DATA FOR THE TASK ▸
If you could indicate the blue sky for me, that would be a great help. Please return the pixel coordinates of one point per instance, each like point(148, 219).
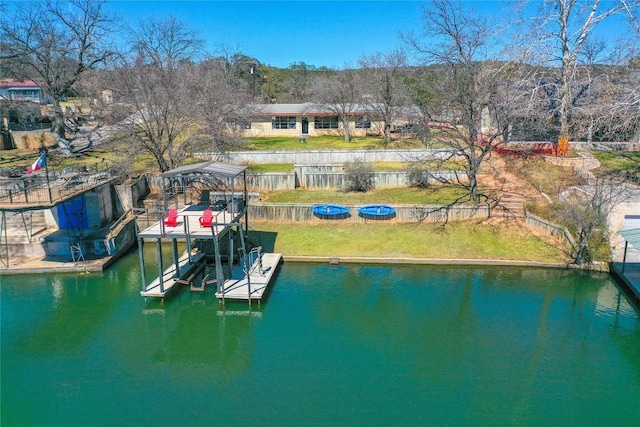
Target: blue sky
point(332, 33)
point(279, 33)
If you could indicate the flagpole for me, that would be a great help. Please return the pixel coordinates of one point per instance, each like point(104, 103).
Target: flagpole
point(46, 171)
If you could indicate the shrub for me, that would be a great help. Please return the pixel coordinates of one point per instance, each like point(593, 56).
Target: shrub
point(358, 176)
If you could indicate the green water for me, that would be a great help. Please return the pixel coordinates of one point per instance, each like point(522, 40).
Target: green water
point(332, 345)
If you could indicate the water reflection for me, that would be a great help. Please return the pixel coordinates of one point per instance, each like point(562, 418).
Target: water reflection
point(401, 344)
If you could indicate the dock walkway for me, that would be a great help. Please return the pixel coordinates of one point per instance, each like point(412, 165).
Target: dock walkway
point(253, 286)
point(170, 279)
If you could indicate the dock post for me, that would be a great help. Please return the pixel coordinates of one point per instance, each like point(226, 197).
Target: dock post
point(141, 255)
point(176, 257)
point(160, 268)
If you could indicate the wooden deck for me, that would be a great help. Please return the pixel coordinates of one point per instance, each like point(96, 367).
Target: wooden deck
point(260, 276)
point(169, 279)
point(189, 225)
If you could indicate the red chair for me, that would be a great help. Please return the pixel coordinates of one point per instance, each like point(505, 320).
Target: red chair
point(207, 218)
point(171, 220)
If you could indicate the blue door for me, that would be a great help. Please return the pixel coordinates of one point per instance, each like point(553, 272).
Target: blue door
point(72, 214)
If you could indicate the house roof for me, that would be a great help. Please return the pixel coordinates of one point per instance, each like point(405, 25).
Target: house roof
point(313, 109)
point(8, 85)
point(222, 170)
point(632, 237)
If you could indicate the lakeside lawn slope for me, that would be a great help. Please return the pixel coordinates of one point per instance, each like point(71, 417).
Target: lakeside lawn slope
point(461, 240)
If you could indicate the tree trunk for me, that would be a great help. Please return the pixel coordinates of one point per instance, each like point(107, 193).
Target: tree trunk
point(345, 127)
point(58, 127)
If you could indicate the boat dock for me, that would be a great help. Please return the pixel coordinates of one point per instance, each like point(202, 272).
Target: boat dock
point(629, 275)
point(253, 284)
point(215, 233)
point(187, 265)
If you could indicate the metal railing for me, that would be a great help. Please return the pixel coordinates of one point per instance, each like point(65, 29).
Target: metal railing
point(50, 187)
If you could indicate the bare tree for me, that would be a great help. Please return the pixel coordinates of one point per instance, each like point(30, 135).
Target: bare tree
point(160, 90)
point(384, 89)
point(340, 93)
point(54, 42)
point(223, 105)
point(465, 100)
point(562, 36)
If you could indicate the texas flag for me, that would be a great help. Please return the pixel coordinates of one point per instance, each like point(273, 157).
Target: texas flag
point(38, 164)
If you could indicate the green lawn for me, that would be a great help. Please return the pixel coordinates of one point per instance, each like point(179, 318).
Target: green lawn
point(404, 195)
point(327, 143)
point(464, 240)
point(625, 164)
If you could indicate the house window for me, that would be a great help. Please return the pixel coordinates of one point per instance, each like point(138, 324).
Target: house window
point(328, 122)
point(363, 122)
point(243, 124)
point(283, 122)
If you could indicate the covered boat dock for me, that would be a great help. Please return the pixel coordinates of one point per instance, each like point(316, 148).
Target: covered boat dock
point(214, 230)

TASK TO CARRY OUT ▸
Please output the full listing above exactly, minus any pictures.

FINISHED EXERCISE ▸
If you could indicate the blue sky for me, that would be a great help. Please return the pixel coordinates of one point per instance, each like point(148, 219).
Target: blue sky
point(332, 33)
point(279, 33)
If you could indicate the flagpole for me, that would be a great help. Please return the pixel coordinates of one point per instance, each like point(104, 103).
Target: flagpole
point(46, 171)
If you could indicate the shrub for me, that would be a great help. Please return the pixel coordinates of one point per instance, each like point(593, 56).
Target: shrub
point(358, 176)
If you could indicate the green water for me, that would be a great help. Please return the pixel coordinates of one point per instance, each like point(522, 40).
Target: green water
point(332, 345)
If you could indicate the water reflection for me, that would be a great help. Please return the pixel coordinates of one point per instance, each like point(562, 418).
Target: water reflection
point(401, 344)
If you could indicate the dock walkway for me, that would be a great help. Please return the pixel coordinates of one point per instance, each like point(412, 165).
Target: dock walkway
point(253, 286)
point(170, 279)
If you could indicate the dock post for me, that would be a great help. Please return the pixel coordinates of one point per instance, each like point(226, 197).
Target: dock post
point(141, 255)
point(176, 257)
point(160, 268)
If you could indicate the wooden deck for me, that would be a great help. Please return the pixel coordinates of one point per instance, each like point(96, 367).
Target: wooden deck
point(260, 276)
point(169, 279)
point(189, 225)
If you could indicate the red chair for me, that would be a great help. Please return the pixel coordinates of one point per instance, each like point(505, 320).
Target: red chair
point(207, 218)
point(171, 220)
If you could indicate the blue door for me, that would be a great help. Please return the pixel coordinates of one point per instance, each like point(553, 272).
Target: blue door
point(72, 214)
If you could indicate the house roof for me, that would be a great help. Please return the pixel coordinates of one point per instance, each like point(405, 25).
Target: house roof
point(313, 109)
point(8, 85)
point(222, 170)
point(632, 237)
If you could indicate the lakeside lawn slope for me, that would be a great help. Please return the pixel coordinates of one point per instance, each like point(71, 417).
Target: lakeside lawn slope
point(461, 240)
If you could indicate the tree trunk for me, that would be a great help. Please return the pixel coordinates of one point per instance, each like point(107, 193).
Target: tree trunk
point(345, 127)
point(58, 127)
If you could indicate the boat dock for me, that would be a great help. Please return the pixel coordinates of one point per instance, each like point(202, 272).
Target: boat dock
point(629, 275)
point(253, 284)
point(215, 233)
point(187, 265)
If you could indicate the metal railing for me, that would be a great help. Please return the pixel coordinates of one point per instance, each like point(65, 29).
Target: metal railing
point(50, 187)
If you could indicate the bare tree for me, that would be a great help. Please return the pixel coordinates of one point per instance, each like point(30, 135).
Target: bare tree
point(160, 90)
point(384, 89)
point(340, 93)
point(54, 42)
point(223, 105)
point(465, 100)
point(562, 36)
If you could indicate the texas flag for me, that would be a great help. Please return the pixel coordinates of one point per instance, each like point(273, 157).
Target: texas flag
point(38, 164)
If you could indicate the green lawn for me, that would be a great help. Please return the pixel coordinates of one point per instance, each like point(179, 318).
Target: green lawn
point(404, 195)
point(327, 143)
point(464, 240)
point(625, 164)
If you could indicate the house window for me, that would be a great help. Please return the pixel coordinates of one point per instance, each like point(138, 324).
Target: house window
point(328, 122)
point(363, 122)
point(243, 124)
point(283, 122)
If you could indicate the covered boat dock for me, that would be a great help. Please return the pixel coordinates of one point per instance, each like point(316, 148).
Target: covered boat dock
point(214, 230)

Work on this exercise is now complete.